# OBJETIVO DO EXERCÍCIO
Reproduza com exatidão o trecho do texto sobre o acórdão do Tribunal da Relação de Lisboa que vai de "Apreciação do Tribunal" até "da partilha, confirmando-a.", inclusive.

# TEXTO FORNECIDO

------

O Tribunal da Relação de Lisboa (TRL) decidiu que as decisões proferidas pelo notário, após o saneamento do processo de inventário e de determinação dos bens a partilhar e da forma da partilha, não são recorríveis autonomamente, mas apenas conjuntamente com o recurso que for interposto da sentença homologatória da partilha, competindo ao Tribunal da Relação conhecer desse recurso conjunto.
O caso
Num processo de inventário para partilha dos bens das heranças de um casal, foi realizada a conferência de interessados durante a qual ficou acordada a partilha, sem qualquer houve oposição, reclamação ou impugnação quanto ao inventário, relação de bens ou respetivos valores. Mas, posteriormente, uma das interessadas reagiu contra a ata da conferência de interessados alegando que fora por erro que aceitara o valor atribuído ao imóvel a partilhar, pois desconhecia o valor dos imóveis na zona e o valor indicado estava claramente desajustado ao mercado. Mas o notário ordenou o prosseguimento do processo, decisão da qual a interessada interpôs recurso para o TRL, o qual ficou a aguardar o que viesse a ser interposto da sentença homologatória da partilha. Homologada a partilha, a interessada também recorreu dessa decisão para o TRL.
Apreciação do Tribunal da Relação de Lisboa
O TRL rejeitou, por inadmissibilidade legal, o primeiro recurso e julgou totalmente improcedente o recurso interposto da sentença homologatória da partilha, confirmando-a.
Decidiu o TRL que as decisões proferidas pelo notário, após o saneamento do processo de inventário e de determinação dos bens a partilhar e da forma da partilha, não são recorríveis autonomamente, mas apenas conjuntamente com o recurso que for interposto da sentença homologatória da partilha, competindo ao Tribunal da Relação conhecer desse recurso conjunto.

------

# CONTEÚDO DOS DADOS
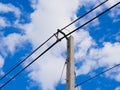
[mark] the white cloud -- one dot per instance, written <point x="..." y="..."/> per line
<point x="3" y="22"/>
<point x="46" y="19"/>
<point x="48" y="71"/>
<point x="12" y="41"/>
<point x="5" y="8"/>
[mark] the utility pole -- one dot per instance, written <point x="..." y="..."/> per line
<point x="70" y="64"/>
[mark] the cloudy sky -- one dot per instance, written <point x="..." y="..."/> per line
<point x="25" y="24"/>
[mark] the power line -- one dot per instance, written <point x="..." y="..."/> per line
<point x="19" y="63"/>
<point x="56" y="43"/>
<point x="85" y="14"/>
<point x="83" y="82"/>
<point x="92" y="19"/>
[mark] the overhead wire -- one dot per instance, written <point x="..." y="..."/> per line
<point x="85" y="14"/>
<point x="19" y="63"/>
<point x="56" y="43"/>
<point x="83" y="82"/>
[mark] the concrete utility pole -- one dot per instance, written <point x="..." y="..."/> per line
<point x="70" y="64"/>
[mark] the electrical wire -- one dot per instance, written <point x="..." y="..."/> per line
<point x="83" y="82"/>
<point x="84" y="14"/>
<point x="56" y="43"/>
<point x="19" y="63"/>
<point x="59" y="82"/>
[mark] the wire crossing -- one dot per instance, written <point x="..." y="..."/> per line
<point x="56" y="43"/>
<point x="19" y="63"/>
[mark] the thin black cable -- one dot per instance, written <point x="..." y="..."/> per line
<point x="61" y="74"/>
<point x="84" y="14"/>
<point x="28" y="64"/>
<point x="97" y="75"/>
<point x="92" y="19"/>
<point x="56" y="43"/>
<point x="19" y="63"/>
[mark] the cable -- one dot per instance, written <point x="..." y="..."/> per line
<point x="97" y="75"/>
<point x="61" y="74"/>
<point x="84" y="14"/>
<point x="19" y="63"/>
<point x="56" y="43"/>
<point x="92" y="19"/>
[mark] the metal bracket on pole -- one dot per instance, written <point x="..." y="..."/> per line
<point x="57" y="34"/>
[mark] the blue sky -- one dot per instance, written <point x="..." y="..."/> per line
<point x="25" y="24"/>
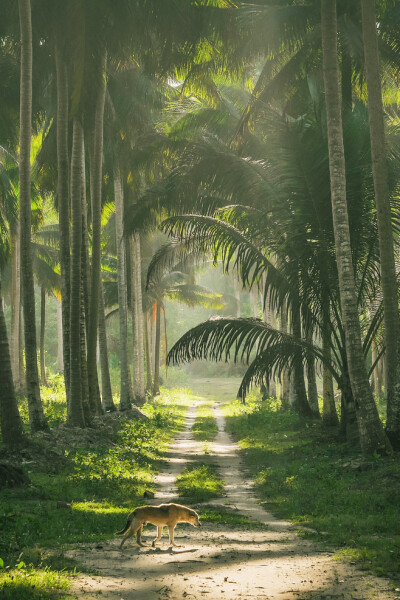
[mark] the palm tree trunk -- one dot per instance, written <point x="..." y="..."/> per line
<point x="15" y="308"/>
<point x="43" y="379"/>
<point x="96" y="181"/>
<point x="301" y="404"/>
<point x="137" y="321"/>
<point x="60" y="353"/>
<point x="75" y="406"/>
<point x="312" y="382"/>
<point x="149" y="381"/>
<point x="125" y="398"/>
<point x="156" y="383"/>
<point x="108" y="403"/>
<point x="329" y="413"/>
<point x="384" y="219"/>
<point x="372" y="436"/>
<point x="36" y="415"/>
<point x="285" y="377"/>
<point x="63" y="208"/>
<point x="12" y="432"/>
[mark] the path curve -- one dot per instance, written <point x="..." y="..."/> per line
<point x="269" y="562"/>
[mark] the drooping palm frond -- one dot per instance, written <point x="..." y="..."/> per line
<point x="226" y="244"/>
<point x="173" y="255"/>
<point x="222" y="338"/>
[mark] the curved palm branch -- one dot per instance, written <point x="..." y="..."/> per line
<point x="222" y="338"/>
<point x="224" y="242"/>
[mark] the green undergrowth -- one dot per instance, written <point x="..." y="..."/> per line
<point x="87" y="500"/>
<point x="200" y="482"/>
<point x="306" y="474"/>
<point x="205" y="427"/>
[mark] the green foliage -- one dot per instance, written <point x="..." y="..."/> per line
<point x="200" y="482"/>
<point x="205" y="426"/>
<point x="306" y="474"/>
<point x="96" y="489"/>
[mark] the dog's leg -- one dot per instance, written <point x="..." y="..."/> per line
<point x="159" y="534"/>
<point x="134" y="527"/>
<point x="139" y="536"/>
<point x="171" y="536"/>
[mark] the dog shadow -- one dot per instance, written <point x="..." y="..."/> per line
<point x="169" y="550"/>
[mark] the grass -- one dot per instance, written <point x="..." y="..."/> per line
<point x="200" y="482"/>
<point x="102" y="483"/>
<point x="304" y="473"/>
<point x="205" y="426"/>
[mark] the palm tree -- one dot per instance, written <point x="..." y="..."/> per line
<point x="170" y="276"/>
<point x="75" y="405"/>
<point x="36" y="414"/>
<point x="372" y="436"/>
<point x="125" y="400"/>
<point x="384" y="219"/>
<point x="10" y="421"/>
<point x="63" y="205"/>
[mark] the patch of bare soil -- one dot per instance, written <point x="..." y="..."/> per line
<point x="269" y="562"/>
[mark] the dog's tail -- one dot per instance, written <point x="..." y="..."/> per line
<point x="128" y="524"/>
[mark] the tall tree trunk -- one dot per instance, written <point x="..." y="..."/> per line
<point x="36" y="414"/>
<point x="149" y="381"/>
<point x="137" y="321"/>
<point x="108" y="403"/>
<point x="92" y="399"/>
<point x="285" y="377"/>
<point x="312" y="382"/>
<point x="86" y="407"/>
<point x="125" y="397"/>
<point x="96" y="181"/>
<point x="156" y="383"/>
<point x="43" y="379"/>
<point x="372" y="436"/>
<point x="329" y="413"/>
<point x="384" y="219"/>
<point x="63" y="208"/>
<point x="301" y="404"/>
<point x="76" y="416"/>
<point x="60" y="353"/>
<point x="15" y="336"/>
<point x="377" y="372"/>
<point x="12" y="432"/>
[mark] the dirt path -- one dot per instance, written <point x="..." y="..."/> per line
<point x="269" y="562"/>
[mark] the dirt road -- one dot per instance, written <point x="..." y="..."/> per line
<point x="266" y="561"/>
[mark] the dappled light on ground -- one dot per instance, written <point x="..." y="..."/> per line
<point x="241" y="551"/>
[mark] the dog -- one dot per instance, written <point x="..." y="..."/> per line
<point x="163" y="515"/>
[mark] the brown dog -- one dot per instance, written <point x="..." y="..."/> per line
<point x="163" y="515"/>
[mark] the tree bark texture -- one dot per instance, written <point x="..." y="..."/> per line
<point x="36" y="414"/>
<point x="312" y="382"/>
<point x="15" y="333"/>
<point x="384" y="219"/>
<point x="285" y="376"/>
<point x="107" y="399"/>
<point x="125" y="398"/>
<point x="149" y="379"/>
<point x="96" y="181"/>
<point x="60" y="352"/>
<point x="301" y="404"/>
<point x="43" y="379"/>
<point x="156" y="383"/>
<point x="10" y="421"/>
<point x="137" y="321"/>
<point x="63" y="208"/>
<point x="76" y="416"/>
<point x="329" y="413"/>
<point x="372" y="436"/>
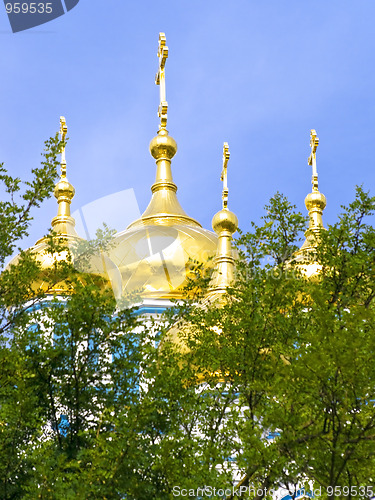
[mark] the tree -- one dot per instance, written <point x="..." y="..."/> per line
<point x="292" y="358"/>
<point x="273" y="386"/>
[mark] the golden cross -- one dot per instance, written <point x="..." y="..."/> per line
<point x="160" y="79"/>
<point x="63" y="132"/>
<point x="314" y="143"/>
<point x="224" y="174"/>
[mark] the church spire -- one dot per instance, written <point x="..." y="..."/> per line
<point x="315" y="201"/>
<point x="63" y="223"/>
<point x="225" y="224"/>
<point x="164" y="207"/>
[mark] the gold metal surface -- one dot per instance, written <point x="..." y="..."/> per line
<point x="224" y="174"/>
<point x="315" y="203"/>
<point x="64" y="227"/>
<point x="155" y="252"/>
<point x="160" y="80"/>
<point x="225" y="224"/>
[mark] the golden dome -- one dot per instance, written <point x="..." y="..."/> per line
<point x="225" y="220"/>
<point x="315" y="203"/>
<point x="155" y="253"/>
<point x="66" y="237"/>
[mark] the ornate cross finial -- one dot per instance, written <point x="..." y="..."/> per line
<point x="63" y="132"/>
<point x="160" y="80"/>
<point x="314" y="143"/>
<point x="224" y="174"/>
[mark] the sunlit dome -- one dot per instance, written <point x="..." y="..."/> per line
<point x="155" y="254"/>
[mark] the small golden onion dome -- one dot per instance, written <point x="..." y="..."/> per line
<point x="315" y="203"/>
<point x="225" y="220"/>
<point x="163" y="146"/>
<point x="315" y="200"/>
<point x="105" y="272"/>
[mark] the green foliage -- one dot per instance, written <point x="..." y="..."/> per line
<point x="97" y="401"/>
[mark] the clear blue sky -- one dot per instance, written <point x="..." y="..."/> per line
<point x="257" y="74"/>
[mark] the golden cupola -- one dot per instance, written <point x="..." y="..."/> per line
<point x="315" y="203"/>
<point x="65" y="236"/>
<point x="156" y="252"/>
<point x="225" y="224"/>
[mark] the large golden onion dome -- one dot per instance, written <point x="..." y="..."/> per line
<point x="155" y="253"/>
<point x="65" y="236"/>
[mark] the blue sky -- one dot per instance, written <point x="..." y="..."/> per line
<point x="257" y="74"/>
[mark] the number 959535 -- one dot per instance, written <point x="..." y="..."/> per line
<point x="29" y="8"/>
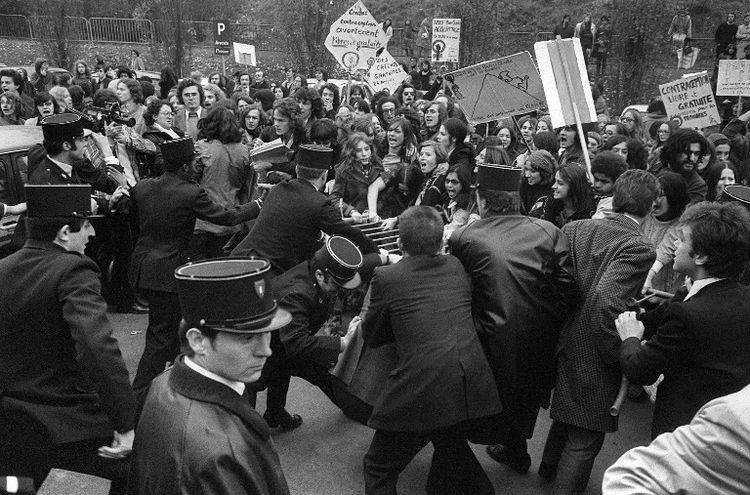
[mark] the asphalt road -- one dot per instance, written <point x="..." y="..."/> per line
<point x="324" y="455"/>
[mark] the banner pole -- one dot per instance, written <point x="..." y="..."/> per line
<point x="576" y="114"/>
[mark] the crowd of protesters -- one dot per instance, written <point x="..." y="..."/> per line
<point x="196" y="168"/>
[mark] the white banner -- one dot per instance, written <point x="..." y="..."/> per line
<point x="446" y="39"/>
<point x="355" y="38"/>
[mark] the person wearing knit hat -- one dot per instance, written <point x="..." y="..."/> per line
<point x="538" y="176"/>
<point x="507" y="253"/>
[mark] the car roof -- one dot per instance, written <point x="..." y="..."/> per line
<point x="19" y="137"/>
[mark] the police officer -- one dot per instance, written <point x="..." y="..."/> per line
<point x="65" y="387"/>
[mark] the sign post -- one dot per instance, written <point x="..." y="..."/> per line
<point x="566" y="86"/>
<point x="222" y="42"/>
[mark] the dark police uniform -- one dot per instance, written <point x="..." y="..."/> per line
<point x="64" y="387"/>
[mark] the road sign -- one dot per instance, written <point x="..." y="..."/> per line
<point x="222" y="38"/>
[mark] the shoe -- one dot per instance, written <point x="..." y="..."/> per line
<point x="285" y="420"/>
<point x="547" y="472"/>
<point x="520" y="463"/>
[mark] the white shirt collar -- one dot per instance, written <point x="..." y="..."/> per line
<point x="699" y="284"/>
<point x="238" y="387"/>
<point x="68" y="169"/>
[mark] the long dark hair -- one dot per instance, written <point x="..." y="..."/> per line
<point x="219" y="124"/>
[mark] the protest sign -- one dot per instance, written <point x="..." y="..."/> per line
<point x="734" y="78"/>
<point x="497" y="88"/>
<point x="244" y="54"/>
<point x="386" y="73"/>
<point x="446" y="38"/>
<point x="566" y="82"/>
<point x="355" y="39"/>
<point x="690" y="102"/>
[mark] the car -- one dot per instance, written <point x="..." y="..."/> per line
<point x="15" y="141"/>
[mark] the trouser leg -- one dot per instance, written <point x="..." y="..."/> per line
<point x="389" y="453"/>
<point x="577" y="459"/>
<point x="162" y="341"/>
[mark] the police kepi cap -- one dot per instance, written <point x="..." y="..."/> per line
<point x="230" y="294"/>
<point x="177" y="152"/>
<point x="738" y="193"/>
<point x="67" y="200"/>
<point x="63" y="126"/>
<point x="315" y="156"/>
<point x="341" y="258"/>
<point x="499" y="177"/>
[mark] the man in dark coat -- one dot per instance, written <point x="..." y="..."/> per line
<point x="198" y="433"/>
<point x="701" y="343"/>
<point x="287" y="232"/>
<point x="523" y="289"/>
<point x="64" y="387"/>
<point x="442" y="379"/>
<point x="166" y="208"/>
<point x="611" y="258"/>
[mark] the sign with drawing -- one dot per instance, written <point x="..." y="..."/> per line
<point x="497" y="88"/>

------

# SOLUÇÃO DO PROBLEMA
Apreciação do Tribunal da Relação de Lisboa
O TRL rejeitou, por inadmissibilidade legal, o primeiro recurso e julgou totalmente improcedente o recurso interposto da sentença homologatória da partilha, confirmando-a.